┌──
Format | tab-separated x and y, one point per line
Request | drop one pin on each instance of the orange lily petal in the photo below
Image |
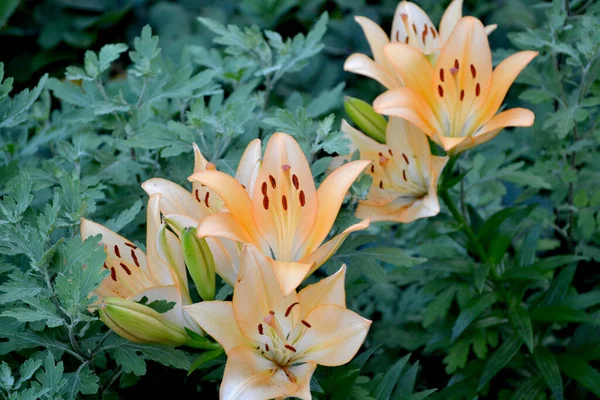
509	118
330	196
250	376
257	294
227	258
451	16
303	373
504	75
234	195
407	104
218	320
249	165
335	336
324	252
284	202
290	274
327	291
223	225
175	199
412	26
414	68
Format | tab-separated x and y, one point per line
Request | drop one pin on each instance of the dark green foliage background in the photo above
515	320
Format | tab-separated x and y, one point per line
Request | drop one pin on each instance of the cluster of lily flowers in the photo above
265	230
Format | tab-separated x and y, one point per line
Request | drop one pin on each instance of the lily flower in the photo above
135	275
404	173
411	26
275	341
284	215
183	209
455	102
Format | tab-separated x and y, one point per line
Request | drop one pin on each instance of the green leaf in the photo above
132	356
384	389
439	307
83	381
6	379
521	322
499	359
579	370
124	218
473	309
27	369
558	313
40	309
546	364
204	358
108	54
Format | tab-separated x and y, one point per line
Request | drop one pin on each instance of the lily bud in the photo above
200	263
365	118
139	323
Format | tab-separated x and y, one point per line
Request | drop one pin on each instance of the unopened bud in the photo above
139	323
365	118
200	263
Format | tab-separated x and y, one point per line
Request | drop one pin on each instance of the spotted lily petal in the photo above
335	336
249	376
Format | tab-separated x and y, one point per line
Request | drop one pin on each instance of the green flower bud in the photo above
139	323
200	263
365	118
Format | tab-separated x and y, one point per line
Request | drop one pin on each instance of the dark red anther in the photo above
289	309
135	260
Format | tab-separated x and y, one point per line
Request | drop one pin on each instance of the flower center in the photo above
280	345
399	174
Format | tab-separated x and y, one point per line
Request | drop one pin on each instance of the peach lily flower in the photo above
275	341
411	26
455	102
282	213
405	174
134	274
182	209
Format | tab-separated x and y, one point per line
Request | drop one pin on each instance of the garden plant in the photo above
325	199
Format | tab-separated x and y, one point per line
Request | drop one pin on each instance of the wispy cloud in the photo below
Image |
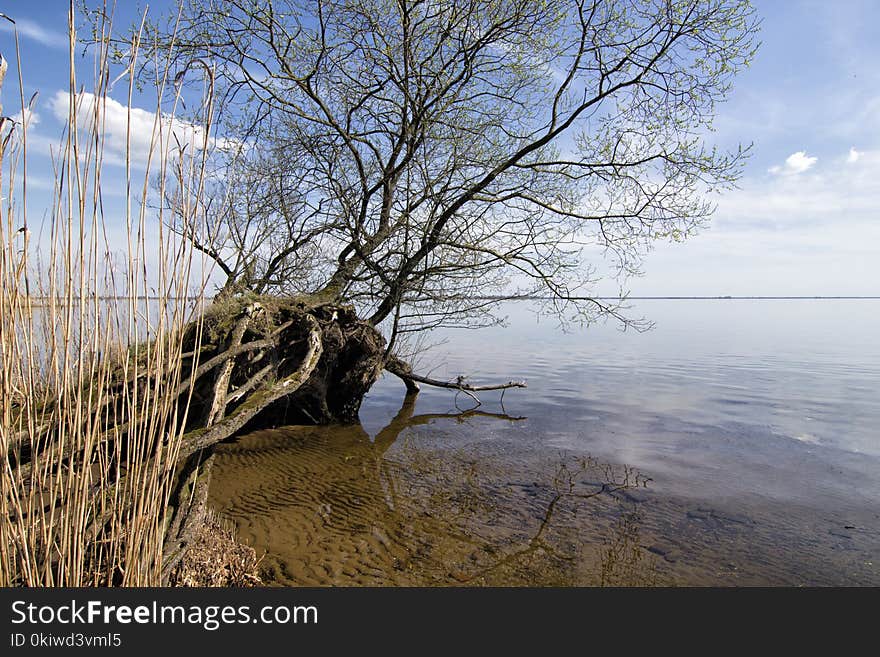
└──
◆ WHAT THE TASK ASKS:
Locate every line of the records above that contains the word "petal", and copy each of those lines. Case counts.

◆ FULL RESPONSE:
Request | drop one pin on each instance of the orange lily petal in the photo below
Request | drop one pin on each instance of the spotted lily petal in the photo above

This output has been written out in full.